# TO DO
The response must consist of every record, restated word for word.

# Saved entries
Start of Block

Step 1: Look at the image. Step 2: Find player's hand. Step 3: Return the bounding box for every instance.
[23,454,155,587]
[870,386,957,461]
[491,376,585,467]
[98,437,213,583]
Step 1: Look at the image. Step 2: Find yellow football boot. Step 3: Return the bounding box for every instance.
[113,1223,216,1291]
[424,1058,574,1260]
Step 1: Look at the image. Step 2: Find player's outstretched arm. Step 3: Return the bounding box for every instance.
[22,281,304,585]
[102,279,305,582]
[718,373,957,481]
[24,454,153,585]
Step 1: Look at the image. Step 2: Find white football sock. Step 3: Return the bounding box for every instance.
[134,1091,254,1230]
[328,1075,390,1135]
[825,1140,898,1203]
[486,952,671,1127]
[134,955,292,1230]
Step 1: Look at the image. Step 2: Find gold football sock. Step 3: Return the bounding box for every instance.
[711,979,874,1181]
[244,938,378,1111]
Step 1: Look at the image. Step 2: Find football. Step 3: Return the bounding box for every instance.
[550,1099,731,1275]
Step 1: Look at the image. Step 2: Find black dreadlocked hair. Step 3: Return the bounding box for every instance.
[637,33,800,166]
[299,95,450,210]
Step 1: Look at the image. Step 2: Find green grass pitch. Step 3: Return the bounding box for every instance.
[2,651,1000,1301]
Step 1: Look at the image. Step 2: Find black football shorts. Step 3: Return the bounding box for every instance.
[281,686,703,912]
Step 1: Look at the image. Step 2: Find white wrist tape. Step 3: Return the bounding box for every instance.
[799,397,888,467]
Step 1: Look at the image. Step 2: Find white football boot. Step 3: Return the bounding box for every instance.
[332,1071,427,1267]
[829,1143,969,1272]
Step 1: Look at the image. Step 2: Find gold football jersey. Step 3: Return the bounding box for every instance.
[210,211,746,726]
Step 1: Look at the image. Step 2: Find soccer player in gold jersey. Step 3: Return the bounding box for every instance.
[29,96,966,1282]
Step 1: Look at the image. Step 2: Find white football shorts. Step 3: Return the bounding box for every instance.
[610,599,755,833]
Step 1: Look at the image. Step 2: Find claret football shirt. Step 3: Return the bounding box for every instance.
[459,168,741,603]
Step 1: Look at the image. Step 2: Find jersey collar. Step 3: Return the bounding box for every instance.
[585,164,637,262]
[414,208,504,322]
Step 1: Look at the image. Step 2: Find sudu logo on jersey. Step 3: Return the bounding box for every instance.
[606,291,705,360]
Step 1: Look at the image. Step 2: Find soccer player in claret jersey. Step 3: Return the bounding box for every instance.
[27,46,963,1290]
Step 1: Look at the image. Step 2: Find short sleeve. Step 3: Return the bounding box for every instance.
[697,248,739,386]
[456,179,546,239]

End of Block

# WRITTEN ANSWER
Step 1: Look at the image. Step 2: Find player's hand. Step 3: Return the bounding box for every instance.
[23,454,155,587]
[870,386,957,461]
[491,376,585,467]
[98,437,213,583]
Step 1: Look at the image. Step 2: Find yellow football boot. Step 3: Return the bounding box for every instance.
[113,1223,216,1291]
[424,1058,574,1260]
Step 1: Look at the image. Step 2: Find player's outstretched arm. Step 3: Return the bounding box for every instance.
[22,281,304,585]
[102,279,305,582]
[718,373,957,481]
[24,454,153,585]
Step 1: Look at the image. Step 2: Find white football sock. Step 3: Return the bounding box for every instance.
[134,1091,254,1230]
[328,1075,390,1135]
[825,1140,898,1203]
[486,952,671,1127]
[134,955,292,1230]
Step 1: Look at the image. Step 2: Find gold football sock. Step 3: Return the bounding box for every instance.
[711,979,874,1181]
[244,938,378,1111]
Step 1: Look at the image. Step 2: Find football. Step 3: Return the bounding box for every instance.
[550,1099,731,1275]
Step 1: Look at the image. Step 2: Find black dreadlocked hair. Step 3: Return the bounding box for every instance.
[637,33,800,166]
[299,95,450,210]
Step 1: Look at the image. Step 2: Find green grass pitch. Step 3: Return the bounding box for every instance.
[2,651,1000,1301]
Step 1: Look at the image. Step 2: Find black football shorts. Step 3: Return the bounding box for every instance.
[281,686,703,912]
Step 1: Look at the image. Step 2: Find white wrist tape. Step 3: Return the bounding box for every instance.
[799,397,888,467]
Step 1: Look at the image. Step 2: Find white football boot. Step 3: Return the bounding box for every instance.
[332,1071,427,1267]
[829,1143,969,1272]
Step 1: Look at the image. Step 2: Find gold football jersey. Step 3: Return the bounding box for every instance.
[210,211,746,726]
Step 1: Look at the image. Step 2: Find soccer player in gold jersey. Step 3: Return the bounding box for every instance.
[29,96,966,1282]
Step 1: Look at the image. Step 2: Find white football shorts. Step 3: Return the bounding box for every instance.
[610,599,755,833]
Step 1: Look at the image. Step 2: Find claret football shirt. Step 3: Return the bounding box for every instance.
[459,168,741,603]
Step 1: Look at the image. Step 2: Find jersey collar. Step 3: Return the bounding box for every instance.
[585,164,637,262]
[414,208,504,322]
Step 1: Look at the image. Step 2: Find sudu logo on jersey. Step 3: Return the bounding box for every instance.
[606,291,705,360]
Step 1: Look at the image. Step 2: Find soccer player in claret jersey. Step 3: Return the bounding box for every instance.
[27,46,963,1290]
Step 1: Look at the image. Step 2: Find short sleeve. Step 3: Return the bounding box for every instance.
[697,248,739,386]
[456,179,546,239]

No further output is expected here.